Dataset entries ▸
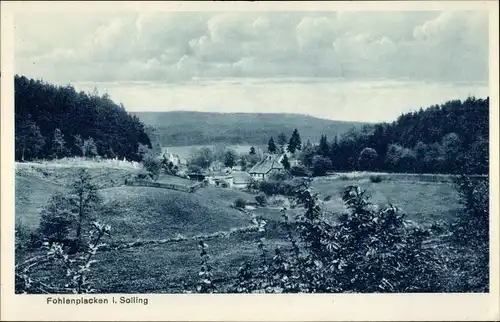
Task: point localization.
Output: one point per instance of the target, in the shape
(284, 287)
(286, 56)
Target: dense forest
(196, 128)
(448, 138)
(56, 121)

WORK ITEM ▸ Leaving the pictures out, give back each line above exactly.

RESPONSE ▸
Task: point localization.
Output: one point per instance of the target, in the shape
(284, 287)
(286, 56)
Target: dense forest
(196, 128)
(448, 138)
(56, 121)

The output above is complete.